─── Entries provided ───

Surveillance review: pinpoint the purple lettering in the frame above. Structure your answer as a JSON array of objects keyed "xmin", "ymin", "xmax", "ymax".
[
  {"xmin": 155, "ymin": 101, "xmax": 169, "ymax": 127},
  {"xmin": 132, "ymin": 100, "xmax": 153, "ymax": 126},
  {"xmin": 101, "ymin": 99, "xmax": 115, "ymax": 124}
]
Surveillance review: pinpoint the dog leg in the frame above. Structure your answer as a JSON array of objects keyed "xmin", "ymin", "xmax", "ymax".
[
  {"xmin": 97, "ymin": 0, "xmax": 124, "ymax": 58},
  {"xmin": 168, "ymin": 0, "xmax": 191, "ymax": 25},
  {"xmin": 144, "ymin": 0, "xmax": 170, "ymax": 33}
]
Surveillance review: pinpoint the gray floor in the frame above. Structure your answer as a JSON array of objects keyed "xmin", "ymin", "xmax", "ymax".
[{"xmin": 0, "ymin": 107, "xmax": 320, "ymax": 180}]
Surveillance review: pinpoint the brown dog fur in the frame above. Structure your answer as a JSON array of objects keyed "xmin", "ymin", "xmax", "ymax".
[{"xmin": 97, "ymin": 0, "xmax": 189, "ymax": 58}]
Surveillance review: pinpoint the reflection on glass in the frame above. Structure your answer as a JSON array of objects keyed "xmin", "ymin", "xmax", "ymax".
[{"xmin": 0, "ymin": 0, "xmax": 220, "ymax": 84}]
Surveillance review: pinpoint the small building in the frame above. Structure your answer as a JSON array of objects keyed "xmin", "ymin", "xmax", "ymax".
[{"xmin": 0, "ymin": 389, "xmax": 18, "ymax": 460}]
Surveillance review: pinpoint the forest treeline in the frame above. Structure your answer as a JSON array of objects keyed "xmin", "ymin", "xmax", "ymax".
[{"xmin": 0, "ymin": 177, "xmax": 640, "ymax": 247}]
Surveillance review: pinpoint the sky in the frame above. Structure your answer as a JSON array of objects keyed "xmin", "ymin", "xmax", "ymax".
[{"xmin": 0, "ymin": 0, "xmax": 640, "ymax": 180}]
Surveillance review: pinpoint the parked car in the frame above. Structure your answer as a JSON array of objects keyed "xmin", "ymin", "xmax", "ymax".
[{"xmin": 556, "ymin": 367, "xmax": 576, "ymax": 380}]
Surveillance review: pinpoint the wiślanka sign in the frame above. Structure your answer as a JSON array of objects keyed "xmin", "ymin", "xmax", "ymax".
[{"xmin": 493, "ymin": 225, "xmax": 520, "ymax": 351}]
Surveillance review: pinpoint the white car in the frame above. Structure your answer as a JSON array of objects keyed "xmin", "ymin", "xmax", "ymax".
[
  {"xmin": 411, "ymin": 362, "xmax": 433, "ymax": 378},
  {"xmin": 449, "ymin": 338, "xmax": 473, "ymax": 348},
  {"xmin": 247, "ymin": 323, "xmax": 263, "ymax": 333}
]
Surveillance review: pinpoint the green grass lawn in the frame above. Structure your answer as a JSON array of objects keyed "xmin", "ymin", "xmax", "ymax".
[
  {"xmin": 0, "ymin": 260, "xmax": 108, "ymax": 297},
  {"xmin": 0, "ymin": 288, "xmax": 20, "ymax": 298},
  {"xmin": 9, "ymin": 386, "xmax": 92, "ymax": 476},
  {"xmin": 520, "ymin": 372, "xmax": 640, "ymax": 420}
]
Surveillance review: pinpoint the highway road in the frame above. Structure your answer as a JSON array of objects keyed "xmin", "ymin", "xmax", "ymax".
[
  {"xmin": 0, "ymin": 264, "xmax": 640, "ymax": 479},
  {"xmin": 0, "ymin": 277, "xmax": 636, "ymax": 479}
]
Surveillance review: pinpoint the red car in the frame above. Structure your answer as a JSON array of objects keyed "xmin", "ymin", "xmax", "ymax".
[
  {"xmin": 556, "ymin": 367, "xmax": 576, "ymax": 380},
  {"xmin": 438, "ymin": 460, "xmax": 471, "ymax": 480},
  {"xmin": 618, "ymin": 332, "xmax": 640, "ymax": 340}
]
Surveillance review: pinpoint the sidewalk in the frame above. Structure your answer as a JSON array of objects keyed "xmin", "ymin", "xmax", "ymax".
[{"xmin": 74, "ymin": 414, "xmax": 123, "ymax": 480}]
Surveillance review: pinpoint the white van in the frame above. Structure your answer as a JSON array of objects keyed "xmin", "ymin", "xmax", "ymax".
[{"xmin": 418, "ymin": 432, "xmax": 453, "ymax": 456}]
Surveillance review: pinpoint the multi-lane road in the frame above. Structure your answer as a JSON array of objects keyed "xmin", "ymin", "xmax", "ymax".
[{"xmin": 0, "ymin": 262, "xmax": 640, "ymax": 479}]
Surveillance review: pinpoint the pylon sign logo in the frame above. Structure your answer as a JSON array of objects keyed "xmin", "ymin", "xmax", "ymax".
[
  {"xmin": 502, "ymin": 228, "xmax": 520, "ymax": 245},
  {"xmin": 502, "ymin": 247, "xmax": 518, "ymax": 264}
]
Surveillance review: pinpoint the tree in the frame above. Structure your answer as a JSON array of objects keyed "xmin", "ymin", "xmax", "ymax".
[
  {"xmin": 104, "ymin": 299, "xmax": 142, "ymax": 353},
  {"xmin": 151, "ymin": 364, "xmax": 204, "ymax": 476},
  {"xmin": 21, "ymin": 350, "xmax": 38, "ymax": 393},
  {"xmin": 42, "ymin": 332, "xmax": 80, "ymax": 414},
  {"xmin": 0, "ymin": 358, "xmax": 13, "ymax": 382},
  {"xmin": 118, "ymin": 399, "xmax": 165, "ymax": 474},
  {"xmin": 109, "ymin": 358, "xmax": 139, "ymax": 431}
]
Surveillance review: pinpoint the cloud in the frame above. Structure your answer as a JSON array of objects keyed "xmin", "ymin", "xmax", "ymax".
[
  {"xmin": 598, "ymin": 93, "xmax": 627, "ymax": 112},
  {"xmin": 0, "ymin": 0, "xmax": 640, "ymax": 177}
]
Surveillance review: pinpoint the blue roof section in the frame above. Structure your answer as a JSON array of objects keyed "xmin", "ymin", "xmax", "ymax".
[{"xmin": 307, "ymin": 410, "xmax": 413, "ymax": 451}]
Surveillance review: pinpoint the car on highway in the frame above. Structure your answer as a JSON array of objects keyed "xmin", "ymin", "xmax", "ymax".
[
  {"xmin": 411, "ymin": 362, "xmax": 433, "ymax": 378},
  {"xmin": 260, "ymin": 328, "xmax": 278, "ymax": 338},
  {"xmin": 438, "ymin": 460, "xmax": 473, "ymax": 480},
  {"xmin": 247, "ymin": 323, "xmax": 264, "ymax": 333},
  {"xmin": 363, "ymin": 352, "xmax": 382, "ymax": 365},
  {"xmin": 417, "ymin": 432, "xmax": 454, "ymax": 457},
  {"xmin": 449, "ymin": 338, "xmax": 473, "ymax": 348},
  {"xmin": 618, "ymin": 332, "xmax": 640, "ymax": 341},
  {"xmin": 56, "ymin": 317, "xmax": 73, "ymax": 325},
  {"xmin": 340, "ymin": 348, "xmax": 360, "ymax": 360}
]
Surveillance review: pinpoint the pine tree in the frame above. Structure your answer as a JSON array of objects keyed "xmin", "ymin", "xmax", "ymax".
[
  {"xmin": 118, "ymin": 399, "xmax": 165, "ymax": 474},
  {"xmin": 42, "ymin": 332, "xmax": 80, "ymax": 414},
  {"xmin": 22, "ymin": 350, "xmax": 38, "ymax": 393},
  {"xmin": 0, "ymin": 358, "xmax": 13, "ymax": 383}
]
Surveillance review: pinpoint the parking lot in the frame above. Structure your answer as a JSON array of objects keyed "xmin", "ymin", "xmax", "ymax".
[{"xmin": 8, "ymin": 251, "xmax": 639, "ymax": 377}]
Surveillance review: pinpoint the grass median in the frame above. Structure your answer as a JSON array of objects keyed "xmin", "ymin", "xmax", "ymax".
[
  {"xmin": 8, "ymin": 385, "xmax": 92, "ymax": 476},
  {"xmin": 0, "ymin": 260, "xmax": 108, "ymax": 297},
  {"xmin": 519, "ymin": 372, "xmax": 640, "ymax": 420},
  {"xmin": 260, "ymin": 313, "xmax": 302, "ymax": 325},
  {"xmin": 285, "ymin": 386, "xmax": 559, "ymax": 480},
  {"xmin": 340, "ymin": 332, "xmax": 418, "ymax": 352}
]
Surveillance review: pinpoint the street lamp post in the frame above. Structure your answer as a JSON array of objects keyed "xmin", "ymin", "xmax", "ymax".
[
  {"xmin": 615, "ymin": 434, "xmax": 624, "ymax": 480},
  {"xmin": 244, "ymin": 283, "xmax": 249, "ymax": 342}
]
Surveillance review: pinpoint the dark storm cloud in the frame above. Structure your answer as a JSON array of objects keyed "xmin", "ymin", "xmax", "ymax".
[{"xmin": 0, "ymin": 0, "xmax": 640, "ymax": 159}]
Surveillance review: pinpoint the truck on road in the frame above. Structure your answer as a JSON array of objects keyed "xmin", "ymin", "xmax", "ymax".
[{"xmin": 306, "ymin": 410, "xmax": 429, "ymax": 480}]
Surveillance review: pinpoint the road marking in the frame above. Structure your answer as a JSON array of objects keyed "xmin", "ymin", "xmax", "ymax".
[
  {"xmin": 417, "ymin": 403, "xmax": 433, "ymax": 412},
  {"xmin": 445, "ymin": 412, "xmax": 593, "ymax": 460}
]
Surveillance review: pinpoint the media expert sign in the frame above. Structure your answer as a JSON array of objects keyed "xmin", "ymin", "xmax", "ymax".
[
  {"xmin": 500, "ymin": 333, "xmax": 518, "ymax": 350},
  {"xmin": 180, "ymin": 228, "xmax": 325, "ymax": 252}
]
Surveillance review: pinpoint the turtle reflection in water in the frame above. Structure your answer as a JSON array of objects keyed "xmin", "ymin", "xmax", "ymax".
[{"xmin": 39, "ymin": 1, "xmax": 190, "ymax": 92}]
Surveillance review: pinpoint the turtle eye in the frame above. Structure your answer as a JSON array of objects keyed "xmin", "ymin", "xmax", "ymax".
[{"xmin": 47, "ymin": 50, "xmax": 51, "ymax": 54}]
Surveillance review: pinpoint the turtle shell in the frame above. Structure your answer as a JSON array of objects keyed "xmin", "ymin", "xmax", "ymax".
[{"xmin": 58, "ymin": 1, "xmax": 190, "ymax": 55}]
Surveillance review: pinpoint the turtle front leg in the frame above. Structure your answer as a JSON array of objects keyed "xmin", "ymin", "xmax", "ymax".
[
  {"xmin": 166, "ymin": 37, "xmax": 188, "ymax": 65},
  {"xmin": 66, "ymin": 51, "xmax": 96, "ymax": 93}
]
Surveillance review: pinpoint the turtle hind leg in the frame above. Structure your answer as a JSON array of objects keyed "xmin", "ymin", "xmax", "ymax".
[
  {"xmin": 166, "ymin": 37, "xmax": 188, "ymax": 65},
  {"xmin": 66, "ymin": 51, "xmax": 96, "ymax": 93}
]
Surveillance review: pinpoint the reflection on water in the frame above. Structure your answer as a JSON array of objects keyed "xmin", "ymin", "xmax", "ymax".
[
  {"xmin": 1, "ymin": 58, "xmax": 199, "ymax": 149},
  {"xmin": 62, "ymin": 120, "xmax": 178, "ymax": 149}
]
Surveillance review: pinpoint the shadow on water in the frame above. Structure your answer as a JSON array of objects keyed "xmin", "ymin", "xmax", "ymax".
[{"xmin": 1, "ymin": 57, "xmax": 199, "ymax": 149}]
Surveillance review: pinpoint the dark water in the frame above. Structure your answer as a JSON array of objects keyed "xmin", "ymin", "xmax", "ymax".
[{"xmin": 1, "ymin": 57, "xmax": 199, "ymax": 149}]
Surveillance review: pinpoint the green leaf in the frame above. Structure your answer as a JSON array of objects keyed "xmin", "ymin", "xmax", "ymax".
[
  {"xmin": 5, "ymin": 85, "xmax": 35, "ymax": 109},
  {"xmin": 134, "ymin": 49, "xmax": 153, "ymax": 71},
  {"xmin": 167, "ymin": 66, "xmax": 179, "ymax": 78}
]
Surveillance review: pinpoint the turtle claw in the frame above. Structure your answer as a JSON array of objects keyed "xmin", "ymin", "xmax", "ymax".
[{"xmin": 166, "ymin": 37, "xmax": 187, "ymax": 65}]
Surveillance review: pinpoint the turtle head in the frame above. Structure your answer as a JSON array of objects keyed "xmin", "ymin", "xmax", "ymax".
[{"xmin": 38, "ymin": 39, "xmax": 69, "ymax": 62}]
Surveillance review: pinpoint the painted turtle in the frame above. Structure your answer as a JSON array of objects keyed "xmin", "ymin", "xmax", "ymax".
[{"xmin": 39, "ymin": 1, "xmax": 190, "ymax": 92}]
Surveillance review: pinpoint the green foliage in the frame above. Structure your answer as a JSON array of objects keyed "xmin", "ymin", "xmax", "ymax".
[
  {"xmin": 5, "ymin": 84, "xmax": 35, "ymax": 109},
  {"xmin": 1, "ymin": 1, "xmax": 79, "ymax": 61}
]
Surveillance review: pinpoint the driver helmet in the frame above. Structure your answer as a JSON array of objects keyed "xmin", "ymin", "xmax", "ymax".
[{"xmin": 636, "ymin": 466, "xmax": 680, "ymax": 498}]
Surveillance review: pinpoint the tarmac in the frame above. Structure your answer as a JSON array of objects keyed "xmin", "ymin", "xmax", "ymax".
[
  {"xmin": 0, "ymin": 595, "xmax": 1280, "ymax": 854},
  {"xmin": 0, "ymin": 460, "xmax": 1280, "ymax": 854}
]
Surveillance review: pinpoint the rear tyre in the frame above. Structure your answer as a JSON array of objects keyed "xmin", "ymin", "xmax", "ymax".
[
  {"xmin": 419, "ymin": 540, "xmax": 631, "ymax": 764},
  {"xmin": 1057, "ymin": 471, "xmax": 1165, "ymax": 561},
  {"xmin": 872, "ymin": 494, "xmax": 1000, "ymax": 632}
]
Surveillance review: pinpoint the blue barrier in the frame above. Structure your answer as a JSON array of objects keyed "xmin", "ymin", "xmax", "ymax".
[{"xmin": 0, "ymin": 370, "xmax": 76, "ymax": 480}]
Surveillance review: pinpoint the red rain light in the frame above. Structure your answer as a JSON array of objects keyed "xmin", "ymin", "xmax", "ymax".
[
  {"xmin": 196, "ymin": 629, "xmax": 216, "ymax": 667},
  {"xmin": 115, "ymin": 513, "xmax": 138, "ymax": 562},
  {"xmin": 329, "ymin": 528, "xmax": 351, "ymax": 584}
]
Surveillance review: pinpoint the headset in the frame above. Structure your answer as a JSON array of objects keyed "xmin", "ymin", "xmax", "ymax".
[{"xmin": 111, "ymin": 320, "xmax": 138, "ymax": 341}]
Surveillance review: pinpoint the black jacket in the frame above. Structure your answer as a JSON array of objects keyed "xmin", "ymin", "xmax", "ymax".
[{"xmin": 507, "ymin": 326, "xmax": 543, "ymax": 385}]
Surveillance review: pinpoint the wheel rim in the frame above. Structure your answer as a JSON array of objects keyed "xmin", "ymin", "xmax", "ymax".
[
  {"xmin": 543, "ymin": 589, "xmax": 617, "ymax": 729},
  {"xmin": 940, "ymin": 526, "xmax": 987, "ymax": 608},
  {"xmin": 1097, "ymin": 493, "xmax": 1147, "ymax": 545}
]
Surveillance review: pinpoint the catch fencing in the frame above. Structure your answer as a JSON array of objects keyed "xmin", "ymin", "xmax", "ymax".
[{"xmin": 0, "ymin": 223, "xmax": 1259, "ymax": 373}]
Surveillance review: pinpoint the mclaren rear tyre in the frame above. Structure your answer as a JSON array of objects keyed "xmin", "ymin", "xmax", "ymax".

───

**Work to do**
Identify every line in the records that contains the word "road" and copy each of those lines in full.

**Task output**
Surveillance review: pinpoint the highway road in the frame above. Structure your answer as a JSON array of objects keyed "xmin", "ymin", "xmax", "ymax".
Surveillance review: pinpoint the multi-lane road in the frame above. Structure your answer as a JSON array of objects keyed "xmin", "ymin", "xmax", "ymax".
Surveillance review: pinpoint the truck on road in the frame above. Structure your answer as a JSON array of objects keyed "xmin", "ymin", "xmax", "ymax".
Surveillance review: pinpoint the road marking in the frame above. Structure your answer as a JSON array of objects keyed "xmin", "ymin", "xmax", "ymax".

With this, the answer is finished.